◆ **Information**
BEGIN

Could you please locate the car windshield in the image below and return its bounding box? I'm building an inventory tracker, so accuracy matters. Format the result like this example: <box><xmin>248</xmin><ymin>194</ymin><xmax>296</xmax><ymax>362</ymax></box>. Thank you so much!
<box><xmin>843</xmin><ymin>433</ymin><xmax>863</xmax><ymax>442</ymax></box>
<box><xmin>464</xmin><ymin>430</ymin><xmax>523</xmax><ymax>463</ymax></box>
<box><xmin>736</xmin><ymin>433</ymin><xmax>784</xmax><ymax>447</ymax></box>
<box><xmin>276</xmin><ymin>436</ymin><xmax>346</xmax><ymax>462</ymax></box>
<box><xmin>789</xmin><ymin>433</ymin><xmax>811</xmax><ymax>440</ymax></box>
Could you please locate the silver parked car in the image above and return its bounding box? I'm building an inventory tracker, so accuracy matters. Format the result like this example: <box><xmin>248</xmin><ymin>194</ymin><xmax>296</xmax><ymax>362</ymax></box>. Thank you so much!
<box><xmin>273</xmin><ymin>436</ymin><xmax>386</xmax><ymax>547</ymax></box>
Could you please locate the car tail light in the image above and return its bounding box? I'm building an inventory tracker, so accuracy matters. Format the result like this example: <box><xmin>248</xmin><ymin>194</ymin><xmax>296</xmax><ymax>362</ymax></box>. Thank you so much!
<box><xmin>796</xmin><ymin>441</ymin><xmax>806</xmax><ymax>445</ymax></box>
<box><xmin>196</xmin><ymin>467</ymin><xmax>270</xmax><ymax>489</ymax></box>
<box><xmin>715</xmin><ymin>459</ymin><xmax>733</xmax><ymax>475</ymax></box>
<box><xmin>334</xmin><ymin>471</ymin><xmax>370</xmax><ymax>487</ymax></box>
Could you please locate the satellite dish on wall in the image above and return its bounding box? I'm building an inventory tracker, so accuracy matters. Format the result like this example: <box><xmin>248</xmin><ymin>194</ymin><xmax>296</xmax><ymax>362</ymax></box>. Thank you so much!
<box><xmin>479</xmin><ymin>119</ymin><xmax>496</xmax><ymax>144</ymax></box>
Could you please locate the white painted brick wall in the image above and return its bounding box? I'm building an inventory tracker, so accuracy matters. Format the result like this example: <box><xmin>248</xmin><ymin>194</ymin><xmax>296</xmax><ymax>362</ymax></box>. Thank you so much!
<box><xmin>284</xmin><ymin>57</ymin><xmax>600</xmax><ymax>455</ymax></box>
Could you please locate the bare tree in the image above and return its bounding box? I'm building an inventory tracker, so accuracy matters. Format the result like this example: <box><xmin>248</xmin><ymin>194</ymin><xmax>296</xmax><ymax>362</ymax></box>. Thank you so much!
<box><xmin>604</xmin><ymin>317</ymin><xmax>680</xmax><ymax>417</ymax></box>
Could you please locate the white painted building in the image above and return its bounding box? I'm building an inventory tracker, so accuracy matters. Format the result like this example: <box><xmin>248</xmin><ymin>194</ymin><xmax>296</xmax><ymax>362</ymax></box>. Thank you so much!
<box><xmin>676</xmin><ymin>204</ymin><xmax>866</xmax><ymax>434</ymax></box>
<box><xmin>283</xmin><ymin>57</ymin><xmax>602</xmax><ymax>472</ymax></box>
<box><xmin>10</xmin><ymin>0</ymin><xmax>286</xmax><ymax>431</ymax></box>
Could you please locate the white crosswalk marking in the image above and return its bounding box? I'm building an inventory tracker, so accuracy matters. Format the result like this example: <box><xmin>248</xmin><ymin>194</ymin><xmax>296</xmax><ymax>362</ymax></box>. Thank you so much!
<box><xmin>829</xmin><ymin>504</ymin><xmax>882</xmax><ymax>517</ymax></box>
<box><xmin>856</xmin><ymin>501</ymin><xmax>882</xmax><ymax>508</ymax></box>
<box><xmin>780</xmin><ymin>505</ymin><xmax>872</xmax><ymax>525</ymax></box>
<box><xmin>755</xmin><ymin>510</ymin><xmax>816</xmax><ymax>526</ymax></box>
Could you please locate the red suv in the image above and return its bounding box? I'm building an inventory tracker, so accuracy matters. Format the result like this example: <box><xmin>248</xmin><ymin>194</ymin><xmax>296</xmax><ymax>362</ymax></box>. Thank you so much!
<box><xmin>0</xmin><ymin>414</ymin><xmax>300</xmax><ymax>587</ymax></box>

END

◆ **Your task**
Line by line, reproduce the data above exactly.

◆ **Task solution**
Could you please locate the car windshield in the image below and return its bounding box? I'm building an inventory tracker, so accuracy matters. Format the result like this example: <box><xmin>248</xmin><ymin>194</ymin><xmax>296</xmax><ymax>362</ymax></box>. Thank you so much!
<box><xmin>843</xmin><ymin>433</ymin><xmax>863</xmax><ymax>442</ymax></box>
<box><xmin>464</xmin><ymin>430</ymin><xmax>523</xmax><ymax>463</ymax></box>
<box><xmin>736</xmin><ymin>433</ymin><xmax>784</xmax><ymax>447</ymax></box>
<box><xmin>276</xmin><ymin>436</ymin><xmax>346</xmax><ymax>462</ymax></box>
<box><xmin>789</xmin><ymin>433</ymin><xmax>811</xmax><ymax>440</ymax></box>
Could you please locate the silver parked car in the image above and return its bounding box? I'm building an inventory tracker, so accuracy matters. Format the result like this example: <box><xmin>248</xmin><ymin>194</ymin><xmax>296</xmax><ymax>362</ymax></box>. Thank you so much!
<box><xmin>273</xmin><ymin>436</ymin><xmax>386</xmax><ymax>547</ymax></box>
Could you please locate the car tail light in the image above and return its bounding box? I'm building an inventory tracker, so accuracy matters. Format the result like this example: <box><xmin>248</xmin><ymin>194</ymin><xmax>296</xmax><ymax>362</ymax></box>. Thank you so much!
<box><xmin>796</xmin><ymin>441</ymin><xmax>806</xmax><ymax>445</ymax></box>
<box><xmin>196</xmin><ymin>467</ymin><xmax>270</xmax><ymax>489</ymax></box>
<box><xmin>715</xmin><ymin>459</ymin><xmax>733</xmax><ymax>475</ymax></box>
<box><xmin>334</xmin><ymin>471</ymin><xmax>370</xmax><ymax>487</ymax></box>
Could you please locate the satellite dish on wall in the image above and return its bounding box? I'm building an inventory tracker, so accuracy matters. Format the result like this example: <box><xmin>248</xmin><ymin>194</ymin><xmax>296</xmax><ymax>362</ymax></box>. Thank you so much!
<box><xmin>479</xmin><ymin>119</ymin><xmax>496</xmax><ymax>144</ymax></box>
Could you please locate the white painted brick wall in the image above and return its bounding box? I'm building an inventory tracker, so accuracy matters. Format the result like this example: <box><xmin>248</xmin><ymin>194</ymin><xmax>296</xmax><ymax>362</ymax></box>. Thank you so much!
<box><xmin>284</xmin><ymin>57</ymin><xmax>600</xmax><ymax>455</ymax></box>
Could you please locate the bare tree in the image above and return its bounding box? I'm building an inventory tracker, so accuracy matters. Format the result like this example: <box><xmin>248</xmin><ymin>194</ymin><xmax>296</xmax><ymax>362</ymax></box>. Thank you so much!
<box><xmin>604</xmin><ymin>317</ymin><xmax>680</xmax><ymax>417</ymax></box>
Could you please locate the white painted building in the image above and return its bounding box? I'm building an inventory tracker, so accuracy matters. Format the result like this example: <box><xmin>248</xmin><ymin>194</ymin><xmax>296</xmax><ymax>362</ymax></box>. Thank you so much!
<box><xmin>676</xmin><ymin>204</ymin><xmax>866</xmax><ymax>434</ymax></box>
<box><xmin>283</xmin><ymin>57</ymin><xmax>602</xmax><ymax>472</ymax></box>
<box><xmin>10</xmin><ymin>0</ymin><xmax>286</xmax><ymax>431</ymax></box>
Could you please locate the white crosswalk marking in the image above and return its bounding box? I'm building an inventory tracker, so accuracy matters. Format the result like this example: <box><xmin>248</xmin><ymin>194</ymin><xmax>296</xmax><ymax>362</ymax></box>. Thank you so much!
<box><xmin>829</xmin><ymin>504</ymin><xmax>882</xmax><ymax>517</ymax></box>
<box><xmin>856</xmin><ymin>501</ymin><xmax>882</xmax><ymax>508</ymax></box>
<box><xmin>780</xmin><ymin>505</ymin><xmax>872</xmax><ymax>525</ymax></box>
<box><xmin>755</xmin><ymin>510</ymin><xmax>816</xmax><ymax>526</ymax></box>
Could you please locate the red suv in the image above and return its bounding box? I'm building an inventory tracker, so accuracy matters. Format the result like this example: <box><xmin>248</xmin><ymin>194</ymin><xmax>296</xmax><ymax>362</ymax></box>. Thank you so much!
<box><xmin>0</xmin><ymin>414</ymin><xmax>300</xmax><ymax>587</ymax></box>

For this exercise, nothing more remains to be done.